Extrait du document ::
En quarante ans, les inégalités de santé ne se sont jamais aussi bien portées. Comme l’expliquer ? Emmanuèle Jeandet-Mengual est haut fonctionnaire. Elle est tenace, de gauche, fidèle, a occupé des postes variés dans le domaine sanitaire. Avec elle, nous avons essayé de comprendre ce qui s’est joué, gagné ou perdu.
D’abord, elle a été administratrice au ministère des Affaires sociales, à la Direction des hôpitaux, qu’elle a choisi à la sortie de l’ENA. Puis elle a dirigé la Drass de Haute-Normandie de 1988 à 1991, et la voilà membre de cabinet ministériel auprès de Claude Evin, plus tard de Martine Aubry, avant de devenir directrice du cabinet de Dominique Gillot. Emmanuèle Jeandet-Mengual a aussi dirigé l’École nationale de santé publique (ENSP) de 1997 à 2000, été adjointe du Directeur général de la santé, puis a rejoint l’Inspection générale des affaires sociales (IGAS). Aujourd’hui à la retraite, elle est enfin élue de gauche en Normandie, une région dont elle a été vice-présidente, où elle fut notamment maire-adjointe de la ville de Rouen.
Bref, un parcours qui a touché un peu à tout dans le domaine social. extraits en deux volets de sa réflexion sur ces années. D’abord un constat: la santé publique, grande absente des politiques de santé. Ensuite, l’émergence des déserts médicaux.
Quarante ans, haut fonctionnaire autour des questions de santé…
Est-ce que j’ai été contente de ma vie professionnelle ? Oui, j’ai été très heureuse, cela m’a apporté beaucoup de plaisir, d’investissement personnel, de découverte, de sens de l’action et en plus, de pouvoir faire des choix. C’est un privilège énorme que procure la fonction publique : choisir. Je sors de l’ENA en 1981, c’était une grande chance de pouvoir servir des gouvernements de gauche.

Entrées du jeu de données:

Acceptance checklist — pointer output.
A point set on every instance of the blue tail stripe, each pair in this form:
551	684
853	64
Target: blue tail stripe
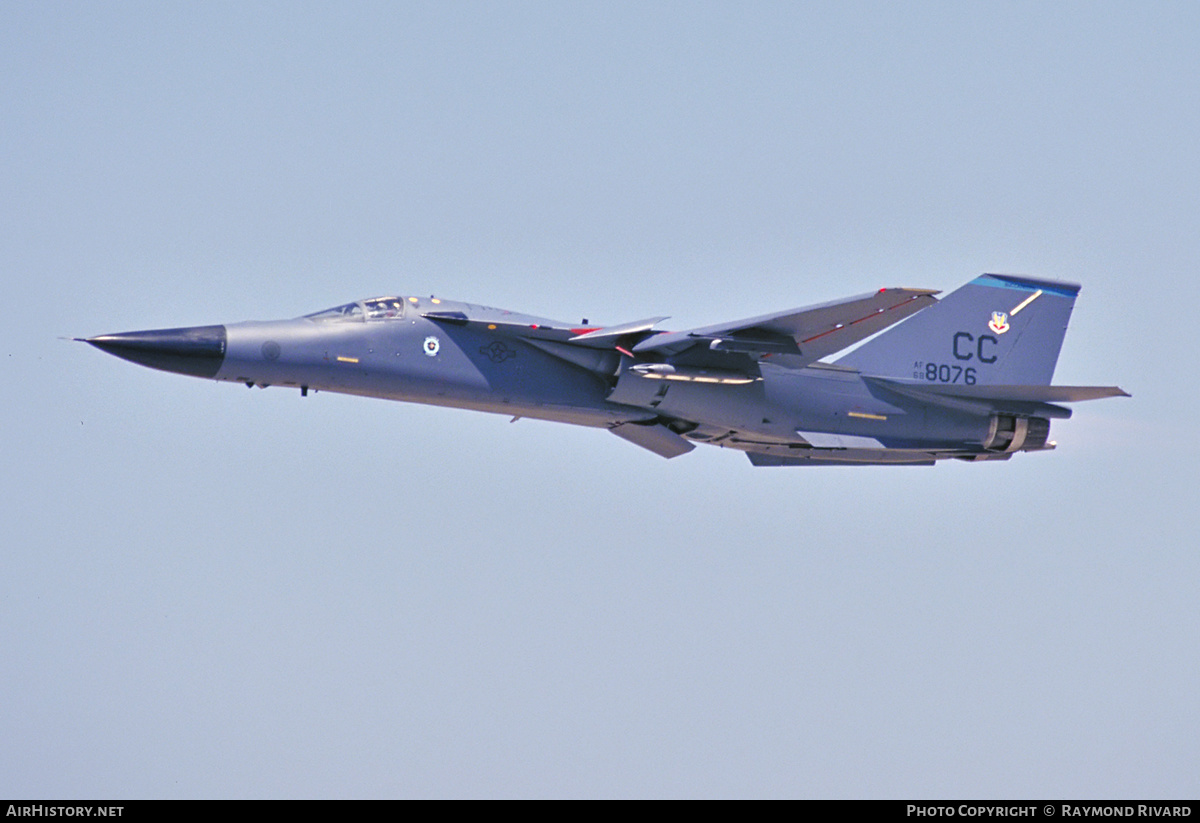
1027	284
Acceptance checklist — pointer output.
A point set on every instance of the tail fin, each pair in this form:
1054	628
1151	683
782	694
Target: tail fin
996	330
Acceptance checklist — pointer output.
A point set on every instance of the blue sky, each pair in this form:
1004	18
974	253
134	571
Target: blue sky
211	592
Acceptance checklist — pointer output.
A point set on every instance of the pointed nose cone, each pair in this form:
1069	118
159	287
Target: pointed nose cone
197	350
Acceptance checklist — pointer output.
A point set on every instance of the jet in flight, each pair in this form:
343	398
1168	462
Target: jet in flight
965	377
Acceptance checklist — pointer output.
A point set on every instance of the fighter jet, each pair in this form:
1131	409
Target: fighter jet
966	377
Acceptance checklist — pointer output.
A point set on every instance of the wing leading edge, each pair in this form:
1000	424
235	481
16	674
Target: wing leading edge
798	336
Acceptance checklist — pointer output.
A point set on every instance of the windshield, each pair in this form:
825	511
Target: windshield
351	311
376	308
379	308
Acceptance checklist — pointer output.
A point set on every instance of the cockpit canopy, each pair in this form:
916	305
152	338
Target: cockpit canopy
376	308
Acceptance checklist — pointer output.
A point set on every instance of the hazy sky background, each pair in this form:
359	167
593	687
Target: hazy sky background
211	592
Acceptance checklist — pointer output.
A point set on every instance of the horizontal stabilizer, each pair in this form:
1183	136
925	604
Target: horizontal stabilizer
657	438
1027	394
1021	400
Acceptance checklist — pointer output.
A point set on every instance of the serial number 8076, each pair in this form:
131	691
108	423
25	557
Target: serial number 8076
948	373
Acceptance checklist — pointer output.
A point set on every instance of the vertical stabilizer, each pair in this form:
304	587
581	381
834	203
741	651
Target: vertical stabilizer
996	330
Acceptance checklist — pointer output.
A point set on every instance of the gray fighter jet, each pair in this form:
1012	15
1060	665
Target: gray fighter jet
965	377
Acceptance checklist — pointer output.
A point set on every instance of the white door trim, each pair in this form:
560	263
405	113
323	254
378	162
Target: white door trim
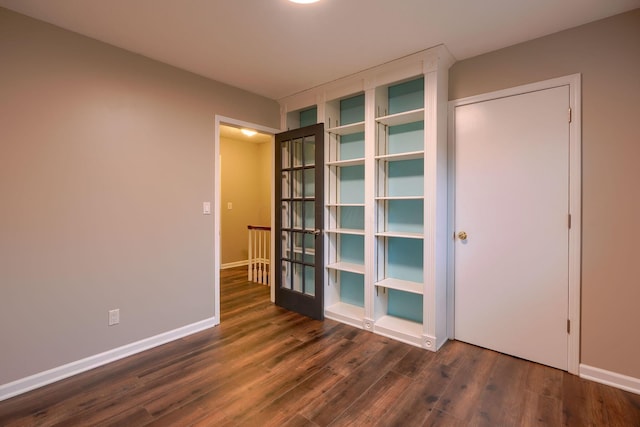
217	193
575	201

Consignes de l'exercice ::
1. Dans l'extrait sur Emmanuèle Jeandet-Mengual, de quelle année à quelle année a-t-elle dirigé l'École nationale de santé publique ?
2. Rédigez la suite de l'extrait sur Emmanuèle Jeandet-Mengual à partir de sa dernière phrase.
Ces entrées ont une origine distincte de celle de l'extrait.

Réponses par numéro ::
1. De 1997 à 2000.

2.
Est-ce que j’ai été utile ? J’avais un profond désir d’être engagée dans le service public, et j’avais envie d’aller vers le social et la santé. Dans les années 1980, c’était un secteur qui n’avait alors ni la cote ni la réputation d’une administration forte où on pourrait « faire carrière ». Elle était faible, et elle perdait, par exemple, tous ses rapports de force avec Bercy. Dresser un bilan personnel ? Je ne sais pas si j’ai réussi. J’ai cherché, en tout cas, tout le temps à être au maximum dans l’engagement, à porter les valeurs de santé publique, alors qu’au début, c’était le cadet des soucis des politiques publiques.
En 1981, que représentait la santé publique ?
Franchement, cela n’existait pas, c’était deux mots collés ensemble qui étaient inconnus. Il y avait bien quelques professionnels et quelques universitaires qui cherchaient à les développer mais restaient peu écoutés. Alors qu’à l’étranger, notamment chez les Anglo-Saxons, au Canada, la santé publique était acquise autant au plan universitaire que dans des plans d’action opérationnels. Mais en France, c’était inexistant. On parlait de soins, d’organisation de soins, d’hôpitaux, on ne parlait pas de prévention. Évoquer l’idée d’un programme de santé publique aurait été totalement incongru.
Donc, que faire en la matière ?
Au début, j’ai fait comme tout le monde, je me suis occupée de carte hospitalière, puis j’ai été sur le terrain, ce que l’on me déconseillait car ce n’était pas digne – me disait-on à l’époque – d’une énarque ! Je suis arrivée à la Drass de Bretagne. C’est là qu’un médecin m’a parlé de santé publique, et m’a appris que l’on pouvait avoir une politique, voire mettre en œuvre des mesures de santé publique.
On ne parlait pas encore d’inégalités de santé ?
Non, sauf dans quelques travaux universitaires, mais c’était marginal. Les deux grandes directions du ministère (la Direction générale de la santé et la Direction des hôpitaux) n’évoquaient pas ce thème.
Quand j’ai été nommée Drass en Normandie à la fin des années 1980, j’ai découvert l’état des lieux, un constat qui a peu changé. C’était une situation préoccupante avec des indicateurs de surmortalité très élevée, mais personne ne les regardait. Comme si cela n’avait pas d’intérêt. J’ai tenté de porter ces statistiques au ministère en disant qu’il y avait bien un problème, par exemple dans la répartition des moyens, et dans les priorités à gérer. Mais je n’ai pas réussi, et cela n’a pas bougé d’un iota. On ne parlait pas encore de territoires, mais l’inégalité dans la répartition des moyens était déjà impressionnante.
Pourquoi cet aveuglement ?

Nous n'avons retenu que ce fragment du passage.